» **Task set**:
1) According to the psychedelic therapy article, what thorny problem unique to psychedelics will the panelists face, and why does it matter for the study results?
2) Answer from the psychedelic therapy article:
(a) Which company is seeking FDA approval to market MDMA?
(b) In what year did the Drug Enforcement Administration classify MDMA as a Schedule 1 controlled substance?
(c) At what time does the live broadcast of the meeting start?

» **Supplied text**:

Will the FDA Open the Door to Psychedelic Therapy?
An FDA advisory panel today will launch a new era as it considers for the first time approving a psychedelic to treat a mental health condition. And a national mental health campaign enlists the power of 11 professional sports leagues.

Tuesday, June 4, 2024
By Don Sapatkin

Happy Tuesday. In today’s Daily: An FDA advisory panel today will open (or temporarily close) a new era by considering approval of a psychedelic for a mental health condition. A national mental health campaign enlists the power of 11 professional sports leagues.
Plus: TV shows are doing better with mental health storylines and diagnosed characters.U.S. adult suicides and mental health concerns outpace those in other high-income countries. PTSD has surged on American campuses. Patients with nine psychiatric diagnoses substantially improved after taking placebo pills. And drug dealers are marketing “clean” pills on social media using fake fentanyl test strips.
A Big Day for Psychedelics

An FDA advisory committee today will consider the first-ever application for a psychedelic medication to treat a mental disorder – and the first new treatment for PTSD in more than 20 years.
Lykos Therapeutics is seeking to win FDA approval to market MDMA – once better known as the party drug ecstasy – in conjunction with psychotherapy, for the treatment of PTSD.
Approval would signal a massive change in the nation’s fraught relationship with psychedelics. In the 1970s, President Richard Nixon launched his “War on Drugs” and criminalized psychedelics. In 1985, the Drug Enforcement Administration classified MDMA as a Schedule 1 “controlled substance” with “no currently accepted medical use and a high potential for abuse.”
Rejection also would be huge, shaking up the emerging field of psychedelic medicine and rattling investors who have bet millions of dollars on its success.
Public interest in psychedelics has soared in recent years as small studies have found substantial benefits for mental illnesses when psychedelics are paired with talk therapy. But many experts have warned against psychedelic hype, including National Institute on Drug Abuse Director Nora Volkow who suggested last week that enthusiasm about the apparent benefits has gotten ahead of the research.
Reports from FDA staff and Lykos are among the briefing materials for today’s all-day meeting posted on the web page off the Psychopharmacologic Drugs Advisory Committee. Public comments received so far are posted separately. The FDA typically follows the advice of its expert panels, but not always. It also can impose significant restrictions when approving drugs. You can watch today’s meeting live starting at 8:30 a.m.
Advisory committee meetings are highly technical affairs, and this one will be as well. In this case, panelists will wrestle with a thorny problem unique to psychedelics: Most clinical trial participants can guess whether they received the drug or a placebo, which can bias the study results. An FDA analysis released Friday suggested that had happened in studies submitted to support the drug’s approval, the New York Times reported.

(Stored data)
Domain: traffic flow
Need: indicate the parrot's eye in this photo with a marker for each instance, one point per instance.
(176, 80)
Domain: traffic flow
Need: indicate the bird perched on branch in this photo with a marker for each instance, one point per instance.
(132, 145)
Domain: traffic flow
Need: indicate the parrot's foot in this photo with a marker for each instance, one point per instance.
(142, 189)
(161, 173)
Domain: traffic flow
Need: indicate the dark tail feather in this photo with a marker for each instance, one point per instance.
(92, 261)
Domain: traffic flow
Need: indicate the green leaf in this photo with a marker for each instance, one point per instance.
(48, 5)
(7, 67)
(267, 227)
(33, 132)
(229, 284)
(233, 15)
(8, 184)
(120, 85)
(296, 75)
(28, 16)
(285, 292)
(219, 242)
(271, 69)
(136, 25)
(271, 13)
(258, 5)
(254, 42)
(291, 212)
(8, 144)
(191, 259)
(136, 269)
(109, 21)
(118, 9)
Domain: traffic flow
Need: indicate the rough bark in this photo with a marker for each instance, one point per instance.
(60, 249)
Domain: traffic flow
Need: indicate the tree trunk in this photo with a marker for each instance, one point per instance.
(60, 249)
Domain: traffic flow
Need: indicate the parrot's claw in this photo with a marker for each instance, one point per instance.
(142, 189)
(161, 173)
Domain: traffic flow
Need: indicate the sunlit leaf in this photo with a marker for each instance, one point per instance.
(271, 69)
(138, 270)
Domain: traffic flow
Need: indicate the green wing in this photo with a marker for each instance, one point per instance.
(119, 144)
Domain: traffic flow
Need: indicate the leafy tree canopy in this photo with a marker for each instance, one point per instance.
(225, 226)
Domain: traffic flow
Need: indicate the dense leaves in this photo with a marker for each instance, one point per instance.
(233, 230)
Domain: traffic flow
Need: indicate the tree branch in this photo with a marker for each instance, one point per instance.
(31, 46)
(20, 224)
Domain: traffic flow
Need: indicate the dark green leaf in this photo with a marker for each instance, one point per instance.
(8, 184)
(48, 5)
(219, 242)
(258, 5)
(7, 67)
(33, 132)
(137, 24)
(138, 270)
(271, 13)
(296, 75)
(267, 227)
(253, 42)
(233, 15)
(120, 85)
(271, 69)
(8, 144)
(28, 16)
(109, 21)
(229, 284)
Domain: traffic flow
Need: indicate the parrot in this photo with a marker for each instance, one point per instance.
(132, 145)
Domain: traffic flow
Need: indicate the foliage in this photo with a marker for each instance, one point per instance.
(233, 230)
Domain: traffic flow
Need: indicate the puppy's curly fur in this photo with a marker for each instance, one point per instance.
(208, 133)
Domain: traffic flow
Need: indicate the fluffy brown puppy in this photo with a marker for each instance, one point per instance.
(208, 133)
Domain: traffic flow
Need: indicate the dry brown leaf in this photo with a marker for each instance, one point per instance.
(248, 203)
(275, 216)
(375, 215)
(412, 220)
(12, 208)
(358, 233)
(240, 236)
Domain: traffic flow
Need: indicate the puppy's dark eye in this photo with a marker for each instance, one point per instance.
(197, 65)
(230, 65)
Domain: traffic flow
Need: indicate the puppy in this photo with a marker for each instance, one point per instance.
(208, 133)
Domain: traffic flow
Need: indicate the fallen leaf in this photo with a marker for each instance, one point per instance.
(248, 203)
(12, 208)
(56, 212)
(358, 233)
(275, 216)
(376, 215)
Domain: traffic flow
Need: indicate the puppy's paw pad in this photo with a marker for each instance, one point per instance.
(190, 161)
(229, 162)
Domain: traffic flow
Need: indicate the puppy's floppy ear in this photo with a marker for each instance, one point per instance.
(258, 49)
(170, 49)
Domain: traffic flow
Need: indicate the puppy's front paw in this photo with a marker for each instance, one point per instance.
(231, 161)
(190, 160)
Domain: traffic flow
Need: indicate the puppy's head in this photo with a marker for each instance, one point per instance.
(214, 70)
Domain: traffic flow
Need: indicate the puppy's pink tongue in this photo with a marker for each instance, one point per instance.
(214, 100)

» **Answers in order**:
1) Most clinical trial participants can guess whether they received the drug or a placebo. That guessing can bias the study results.

2)
(a) Lykos Therapeutics
(b) 1985
(c) 8:30 a.m.